What you have to do: Locate the line that contains "Place one point per instance of the purple long-sleeve", then copy it and all later lines of the data below exactly, through the last one.

Given data:
= = = = = = =

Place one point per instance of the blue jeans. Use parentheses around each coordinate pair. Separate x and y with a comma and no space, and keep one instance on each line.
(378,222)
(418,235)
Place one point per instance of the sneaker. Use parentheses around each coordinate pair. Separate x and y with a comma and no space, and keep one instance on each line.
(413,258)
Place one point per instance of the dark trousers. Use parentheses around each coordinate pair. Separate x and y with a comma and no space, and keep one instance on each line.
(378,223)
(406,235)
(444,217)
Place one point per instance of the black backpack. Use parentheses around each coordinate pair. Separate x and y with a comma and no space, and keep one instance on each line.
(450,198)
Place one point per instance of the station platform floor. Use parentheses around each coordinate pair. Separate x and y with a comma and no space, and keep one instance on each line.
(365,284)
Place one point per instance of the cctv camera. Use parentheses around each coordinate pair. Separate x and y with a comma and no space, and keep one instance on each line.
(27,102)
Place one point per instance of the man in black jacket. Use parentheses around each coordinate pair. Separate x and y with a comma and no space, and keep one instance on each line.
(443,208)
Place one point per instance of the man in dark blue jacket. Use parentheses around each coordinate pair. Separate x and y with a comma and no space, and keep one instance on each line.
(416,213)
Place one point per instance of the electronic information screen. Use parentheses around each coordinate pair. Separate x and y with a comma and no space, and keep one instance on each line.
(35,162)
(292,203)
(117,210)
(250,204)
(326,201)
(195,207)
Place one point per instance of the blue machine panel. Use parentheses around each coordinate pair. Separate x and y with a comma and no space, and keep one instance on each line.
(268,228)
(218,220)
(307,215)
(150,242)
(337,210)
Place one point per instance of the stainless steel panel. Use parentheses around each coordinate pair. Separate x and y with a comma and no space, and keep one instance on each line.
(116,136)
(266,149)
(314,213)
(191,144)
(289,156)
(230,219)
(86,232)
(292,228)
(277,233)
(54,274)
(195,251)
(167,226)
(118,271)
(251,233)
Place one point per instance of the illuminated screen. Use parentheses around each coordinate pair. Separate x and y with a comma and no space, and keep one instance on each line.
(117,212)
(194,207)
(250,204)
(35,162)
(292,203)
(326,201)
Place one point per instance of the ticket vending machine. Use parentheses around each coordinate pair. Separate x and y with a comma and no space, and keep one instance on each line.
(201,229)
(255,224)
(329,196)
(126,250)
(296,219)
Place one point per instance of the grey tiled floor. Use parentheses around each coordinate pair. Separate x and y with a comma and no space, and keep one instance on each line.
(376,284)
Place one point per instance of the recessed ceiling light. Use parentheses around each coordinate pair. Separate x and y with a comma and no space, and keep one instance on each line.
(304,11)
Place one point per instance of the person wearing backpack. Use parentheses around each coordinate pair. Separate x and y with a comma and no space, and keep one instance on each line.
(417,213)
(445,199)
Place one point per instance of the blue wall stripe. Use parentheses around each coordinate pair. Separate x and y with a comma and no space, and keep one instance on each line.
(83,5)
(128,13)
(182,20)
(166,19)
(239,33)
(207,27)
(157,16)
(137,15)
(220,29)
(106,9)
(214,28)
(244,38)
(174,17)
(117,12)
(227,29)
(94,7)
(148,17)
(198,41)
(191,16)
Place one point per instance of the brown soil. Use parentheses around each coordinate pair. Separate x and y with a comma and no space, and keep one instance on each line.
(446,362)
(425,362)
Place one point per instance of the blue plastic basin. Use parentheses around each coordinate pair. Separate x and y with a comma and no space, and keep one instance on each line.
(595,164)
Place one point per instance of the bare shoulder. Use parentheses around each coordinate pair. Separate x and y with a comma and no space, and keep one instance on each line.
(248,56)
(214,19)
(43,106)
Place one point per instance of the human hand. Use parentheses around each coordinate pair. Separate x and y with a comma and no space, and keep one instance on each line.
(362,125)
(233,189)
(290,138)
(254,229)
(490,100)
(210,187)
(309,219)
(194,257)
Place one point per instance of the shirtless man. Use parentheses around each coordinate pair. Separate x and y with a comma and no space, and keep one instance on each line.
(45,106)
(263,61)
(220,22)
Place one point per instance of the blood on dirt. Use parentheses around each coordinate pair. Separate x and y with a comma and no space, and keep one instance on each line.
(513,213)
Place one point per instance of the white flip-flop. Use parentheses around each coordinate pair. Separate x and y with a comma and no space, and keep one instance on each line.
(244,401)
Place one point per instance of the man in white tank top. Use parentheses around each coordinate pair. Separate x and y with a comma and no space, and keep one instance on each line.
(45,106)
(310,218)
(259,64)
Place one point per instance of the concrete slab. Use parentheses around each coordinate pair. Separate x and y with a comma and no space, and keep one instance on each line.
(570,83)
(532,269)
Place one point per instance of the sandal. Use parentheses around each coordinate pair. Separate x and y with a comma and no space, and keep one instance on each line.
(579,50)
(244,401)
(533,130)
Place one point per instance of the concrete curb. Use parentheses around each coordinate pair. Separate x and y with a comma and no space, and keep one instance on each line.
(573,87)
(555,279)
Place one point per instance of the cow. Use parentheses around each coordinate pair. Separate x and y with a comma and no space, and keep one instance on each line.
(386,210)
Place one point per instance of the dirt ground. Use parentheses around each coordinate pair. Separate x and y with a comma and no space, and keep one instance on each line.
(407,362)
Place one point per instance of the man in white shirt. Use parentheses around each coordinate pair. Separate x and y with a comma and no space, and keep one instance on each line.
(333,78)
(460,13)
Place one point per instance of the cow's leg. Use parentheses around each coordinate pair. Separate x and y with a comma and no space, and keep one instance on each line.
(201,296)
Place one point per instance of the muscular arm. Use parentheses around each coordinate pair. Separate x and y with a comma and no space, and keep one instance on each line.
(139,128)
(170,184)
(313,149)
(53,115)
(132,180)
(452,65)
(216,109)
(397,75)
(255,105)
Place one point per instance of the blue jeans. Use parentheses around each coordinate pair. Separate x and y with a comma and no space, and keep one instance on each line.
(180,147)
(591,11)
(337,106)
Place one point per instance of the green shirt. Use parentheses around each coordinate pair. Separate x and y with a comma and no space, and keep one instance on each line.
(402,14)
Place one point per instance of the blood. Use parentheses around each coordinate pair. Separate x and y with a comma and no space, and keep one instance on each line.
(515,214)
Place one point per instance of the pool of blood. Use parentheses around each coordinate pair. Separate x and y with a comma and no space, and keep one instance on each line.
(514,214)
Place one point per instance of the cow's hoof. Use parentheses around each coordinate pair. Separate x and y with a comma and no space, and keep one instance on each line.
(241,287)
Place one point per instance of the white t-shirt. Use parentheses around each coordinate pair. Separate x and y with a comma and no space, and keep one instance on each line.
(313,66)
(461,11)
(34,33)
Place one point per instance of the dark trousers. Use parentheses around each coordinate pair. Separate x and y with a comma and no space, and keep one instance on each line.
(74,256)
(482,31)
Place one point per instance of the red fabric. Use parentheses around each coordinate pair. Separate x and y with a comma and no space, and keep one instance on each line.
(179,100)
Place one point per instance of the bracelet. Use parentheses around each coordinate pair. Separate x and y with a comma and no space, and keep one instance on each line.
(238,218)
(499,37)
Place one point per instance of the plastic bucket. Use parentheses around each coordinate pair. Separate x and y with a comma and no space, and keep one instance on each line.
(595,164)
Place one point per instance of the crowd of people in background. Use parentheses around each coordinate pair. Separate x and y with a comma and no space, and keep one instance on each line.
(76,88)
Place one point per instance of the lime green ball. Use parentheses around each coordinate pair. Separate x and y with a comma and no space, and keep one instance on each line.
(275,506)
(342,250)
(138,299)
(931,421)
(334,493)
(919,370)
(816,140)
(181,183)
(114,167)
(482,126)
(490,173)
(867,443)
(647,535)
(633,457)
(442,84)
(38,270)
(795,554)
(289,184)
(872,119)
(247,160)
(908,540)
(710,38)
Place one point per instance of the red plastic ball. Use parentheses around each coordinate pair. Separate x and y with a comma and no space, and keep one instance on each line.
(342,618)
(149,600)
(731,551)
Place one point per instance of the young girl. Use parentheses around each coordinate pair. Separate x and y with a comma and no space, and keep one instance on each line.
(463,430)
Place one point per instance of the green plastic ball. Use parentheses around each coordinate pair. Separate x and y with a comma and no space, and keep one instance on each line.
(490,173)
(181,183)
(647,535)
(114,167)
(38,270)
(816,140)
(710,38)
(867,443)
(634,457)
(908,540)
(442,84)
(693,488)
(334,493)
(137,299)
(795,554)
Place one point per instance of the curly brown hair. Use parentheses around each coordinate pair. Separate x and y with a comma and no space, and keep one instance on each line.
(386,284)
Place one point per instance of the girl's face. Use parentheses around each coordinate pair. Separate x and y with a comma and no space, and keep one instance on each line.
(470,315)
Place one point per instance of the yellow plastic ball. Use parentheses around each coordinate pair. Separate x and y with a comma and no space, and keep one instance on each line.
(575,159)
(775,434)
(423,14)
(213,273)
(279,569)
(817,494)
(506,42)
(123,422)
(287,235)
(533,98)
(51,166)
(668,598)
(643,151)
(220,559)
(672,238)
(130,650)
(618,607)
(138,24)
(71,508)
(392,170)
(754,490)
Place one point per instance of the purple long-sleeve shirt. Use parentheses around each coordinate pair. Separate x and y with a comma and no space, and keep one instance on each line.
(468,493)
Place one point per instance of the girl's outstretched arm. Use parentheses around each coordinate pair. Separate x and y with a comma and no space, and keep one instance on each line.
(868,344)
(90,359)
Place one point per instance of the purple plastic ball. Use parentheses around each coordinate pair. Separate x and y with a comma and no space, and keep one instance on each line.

= = = = = = =

Problem solution:
Place one point per instance of the purple long-sleeve shirt. Use parentheses around each coordinate pair. Separate x and y with a comma and no space, and keep one instance on each line.
(468,493)
Place one point per instance of the girl's outstretched arm. Use parentheses around each coordinate pair. Separate x and y with a comma and no space, and keep one instance on each line.
(868,344)
(90,359)
Place one point per instance of the purple plastic ball. Use parentheses around each coordinate pair. Separate x and y with a comma and no space, and keep one instance on each line.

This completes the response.